#### ACTIVITY A
Which lines of the listing contain the string "path"? Pull out each of them, counting only matches in the same case.

#### EXCERPT TO READ
%%

Furthermore, Barlaam accused St. Gregory of Messalianism—the heresy that God’s substance can be seen, and in this life. Denying the essence-energies distinction, he believed, that to behold a vision of the energies of God, which often manifested as Light, as on Mount Tabor, was in fact a claim to beholding the substance of God. He even went so far as to call the hesychastic contemplation of the Uncreated Light
“a sensuous and alluring vision of evil powers.”
On this point, all that has been said about the truth and necessity of the distinction of the energies from the essence of God applies, as the Light is a manifestation of God’s energies, and St. Gregory was able to produce many Patristic witnesses to the Uncreated nature of the Light, many of which are provided by Krivosheine, and most notably St. John Damascene’s Homily on the Transfiguration, which Krivosheine notes is remarkably similar to the exposition of St. Gregory.
In the second phase of his attack Barlaam also claimed that the repetitive use of the Jesus Prayer and the bodily and breathing techniques that sometimes accompanied hesychastic prayer relegated the experience of God to the material realm which is unbecoming of the Church’s spiritual teachings. St. Gregory had no patience for any degradation of the body and argued that humans possess the image of God to a greater degree than the angels precisely because they have a body.

%%

#### MATERIALS PROVIDED
%%

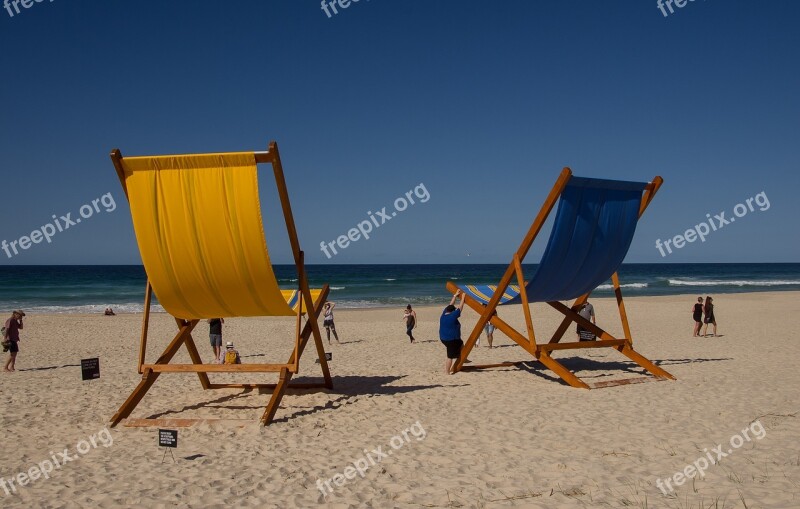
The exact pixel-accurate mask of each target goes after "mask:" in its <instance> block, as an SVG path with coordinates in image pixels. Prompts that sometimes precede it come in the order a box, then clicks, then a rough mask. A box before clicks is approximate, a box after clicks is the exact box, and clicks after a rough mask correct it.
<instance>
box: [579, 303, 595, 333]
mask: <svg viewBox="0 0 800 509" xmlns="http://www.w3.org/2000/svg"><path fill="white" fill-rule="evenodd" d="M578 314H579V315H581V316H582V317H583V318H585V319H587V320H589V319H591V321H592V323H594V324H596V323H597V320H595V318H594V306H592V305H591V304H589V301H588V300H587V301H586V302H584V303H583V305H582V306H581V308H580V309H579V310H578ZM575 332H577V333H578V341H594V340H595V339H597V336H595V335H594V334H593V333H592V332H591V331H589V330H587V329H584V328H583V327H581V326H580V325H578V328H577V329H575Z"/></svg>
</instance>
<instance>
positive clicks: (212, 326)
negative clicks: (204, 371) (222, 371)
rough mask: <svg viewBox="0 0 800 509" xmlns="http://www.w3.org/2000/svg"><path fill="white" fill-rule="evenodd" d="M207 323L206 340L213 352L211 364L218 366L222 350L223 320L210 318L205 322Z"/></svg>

%%

#### ACTIVITY B
Output, word for word, the part of the excerpt on Barlaam's charges against St. Gregory that opens with the words containing "In the second" and closes with "have a body.".

#### EXERCISE SOLUTION A
The exact pixel-accurate mask of each target goes after "mask:" in its <instance> block, as an SVG path with coordinates in image pixels. Prompts that sometimes precede it come in the order a box, then clicks, then a rough mask. A box before clicks is approximate, a box after clicks is the exact box, and clicks after a rough mask correct it.
mask: <svg viewBox="0 0 800 509" xmlns="http://www.w3.org/2000/svg"><path fill="white" fill-rule="evenodd" d="M578 314H579V315H581V316H582V317H583V318H585V319H587V320H589V319H591V321H592V323H594V324H596V323H597V320H595V318H594V306H592V305H591V304H589V301H588V300H587V301H586V302H584V303H583V305H582V306H581V308H580V309H579V310H578ZM575 332H577V333H578V341H594V340H595V339H597V336H595V335H594V334H593V333H592V332H591V331H589V330H587V329H584V328H583V327H581V326H580V325H578V328H577V329H575Z"/></svg>
rough mask: <svg viewBox="0 0 800 509" xmlns="http://www.w3.org/2000/svg"><path fill="white" fill-rule="evenodd" d="M207 323L206 340L213 352L211 364L218 366L222 350L223 320L210 318L205 322Z"/></svg>

#### EXERCISE SOLUTION B
In the second phase of his attack Barlaam also claimed that the repetitive use of the Jesus Prayer and the bodily and breathing techniques that sometimes accompanied hesychastic prayer relegated the experience of God to the material realm which is unbecoming of the Church’s spiritual teachings. St. Gregory had no patience for any degradation of the body and argued that humans possess the image of God to a greater degree than the angels precisely because they have a body.